[Consegna] Prosegui il racconto del viaggio in Sikkim riportato più sotto, riprendendo subito dopo la sua ultima frase.

La strada è una sottile striscia d'asfalto con due
fasce sterrate ai lati; camion che strombazzano e gente
che corre indaffarata. Tutti trasportano tutto, dalla legna
alle banane e spingono ogni sorta di carretti nel solito
disordine. Le donne si notano per i loro colorati sari,
al contrario degli uomini che portano camicie di tipo occidentale
abbinate a quello che capita. Al check-point di confine
tra West-Bengala e Sikkim ci aspettano altri moduli da compilare
e altri timbri. La strada è sconnessa, a strapiombo
e da brivido, specie quando si incrociano i camion che guidano
come dei matti e più di una volta rischiamo l'incidente.
Durante la stagione dei monsoni che inizia in maggio, le
strade franano e nel periodo secco vengono ricostruite ogni
anno. Poi la neve nei mesi successivi fa il resto. Il Sikkim
è molto diverso dall'India vera e propria, più
simile a certe parti del Nepal e ha come religione principale
il buddismo. Il confine con il Nepal è vicinissimo
(70 Km) e ci sono moltissimi emigrati, tanto che la lingua
principale è proprio il nepalese. Ci sono anche molti
profughi tibetani e campi di rifugiati in tutto il paese.
La tentazione di attraversare il confine per raggiungere
Kathmandu è forte; il nostro amico Ram ci ha invitati
molte volte ma sappiamo che la situazione nel paese non
è ancora sicura e poi non abbiamo tempo.
Gangtok,
la capitale del Sikkim, non è un gran che: è
costituita da un groviglio di palazzoni costruiti senza
un piano regolatore. Ci sistemiamo in hotel (Hotel Anola)
che è completamente vuoto, in città non ci
sono altri turisti. Questa perfetta solitudine ci accompagnerà
per tutto il viaggio in Sikkim, con hotel e ristoranti aperti
solo per noi. Facciamo un giro per Gangtok e notiamo che
i negozianti non sono stranamente interessati a noi, riusciamo
a camminare senza difficoltà, senza che nessuno ci
fermi per venderci o proporci qualcosa. Luis ci spiega che
il Sikkim è molto ricco grazie alle grandi sovvenzioni
statali e quindi il livello di vita medio è buono
rispetto ai paesi confinanti. Mangiamo nel ristorante dell'
hotel che ha aperto per noi ed è completamente al
buio fino al nostro arrivo. Ci presentano un menù
ricchissimo per poi scoprire che, come è logico dal
momento che siamo gli unici avventori, hanno solo due o
tre cose: riso, riso con verdure, riso con carne e chapati.
L'attesa è infinita, come sempre in India, e per
pagare siamo costretti ad aspettare a lungo perché
il proprietario deve preparare una ricevuta e non ha il
resto. Risaliti in camera montiamo le bici (3 ore) e dato
che l'hotel è vuoto danno una camera gratis anche
alle bici.

[Estratto dei dati]
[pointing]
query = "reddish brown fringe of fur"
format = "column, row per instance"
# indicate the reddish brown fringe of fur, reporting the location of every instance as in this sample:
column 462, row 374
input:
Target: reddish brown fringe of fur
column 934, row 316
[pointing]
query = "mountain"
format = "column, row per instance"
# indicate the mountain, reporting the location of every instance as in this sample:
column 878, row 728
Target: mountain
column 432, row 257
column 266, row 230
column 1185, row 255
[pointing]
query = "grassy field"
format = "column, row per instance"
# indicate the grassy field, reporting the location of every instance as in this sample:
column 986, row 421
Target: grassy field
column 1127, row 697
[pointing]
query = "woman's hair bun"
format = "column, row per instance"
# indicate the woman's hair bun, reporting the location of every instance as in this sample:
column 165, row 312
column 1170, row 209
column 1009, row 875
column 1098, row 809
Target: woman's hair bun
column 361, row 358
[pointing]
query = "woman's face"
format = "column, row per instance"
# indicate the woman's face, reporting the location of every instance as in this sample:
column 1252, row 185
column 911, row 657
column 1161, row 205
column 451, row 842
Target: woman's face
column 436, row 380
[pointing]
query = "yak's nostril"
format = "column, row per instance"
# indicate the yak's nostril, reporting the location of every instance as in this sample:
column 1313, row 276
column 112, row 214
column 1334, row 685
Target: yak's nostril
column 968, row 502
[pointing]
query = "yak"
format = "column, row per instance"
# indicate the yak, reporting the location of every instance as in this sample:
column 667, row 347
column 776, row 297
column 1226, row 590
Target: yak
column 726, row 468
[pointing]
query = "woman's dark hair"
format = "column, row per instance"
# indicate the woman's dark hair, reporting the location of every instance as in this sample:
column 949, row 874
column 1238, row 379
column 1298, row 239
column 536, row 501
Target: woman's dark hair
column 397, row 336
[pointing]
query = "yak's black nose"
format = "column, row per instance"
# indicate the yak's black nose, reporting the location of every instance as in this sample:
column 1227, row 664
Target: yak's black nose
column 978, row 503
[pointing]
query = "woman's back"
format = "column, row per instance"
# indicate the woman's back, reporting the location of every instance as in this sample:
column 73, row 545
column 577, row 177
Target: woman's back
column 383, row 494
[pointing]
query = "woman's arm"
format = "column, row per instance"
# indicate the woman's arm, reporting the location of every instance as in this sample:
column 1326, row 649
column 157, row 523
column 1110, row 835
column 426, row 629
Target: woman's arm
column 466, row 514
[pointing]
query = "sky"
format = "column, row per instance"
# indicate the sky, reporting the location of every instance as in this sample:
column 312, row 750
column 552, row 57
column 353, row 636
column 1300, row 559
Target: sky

[Risposta]
28
Febbraio 03
Oggi iniziamo il nostro viaggio in bici. Con partenza alle
8:00 andiamo al monastero di Rumtek, residenza del Karmapa,
capo dell'ordine dei berretti neri. Il complesso monastico
è la copia del monastero tibetano di Tsurphu che
abbiamo visitato l'anno scorso in Tibet. A differenza di
quello che potrebbe sembrare c'è una forte lotta
per la successione tra i vari ordini religiosi e all'interno
dello stesso ordine; l'attuale karmapa da molti viene considerato
un impostore. La reincarnazione precedente è infatti
morta nel 1981 in circostanze misteriose e ha lasciato un
testamento che forse è stato contraffatto. Alcuni
soldati circondano il monastero per controllare la situazione.
Il
3 di marzo ci sarà il capodanno tibetano, il Losar,
e fervono i preparativi. Ovunque ci sono monaci in preghiera
e all'interno del monastero sono presenti doni di ogni genere.
Lungo la strada i bambini ci vengono incontro incuriositi
dalle bici e la gente è meravigliata: ci sentiamo
osservati come se fossimo degli UFO! E pensare che, per
non spaventare troppo i locali, abbiamo cercato di evitare
l'abbigliamento appariscente, anche se comodo, che normalmente
usano i ciclisti, rinunciando anche al casco. Le uniche
cose che abbiamo deciso di portarci sono i guanti e i pantaloncini
protettivi.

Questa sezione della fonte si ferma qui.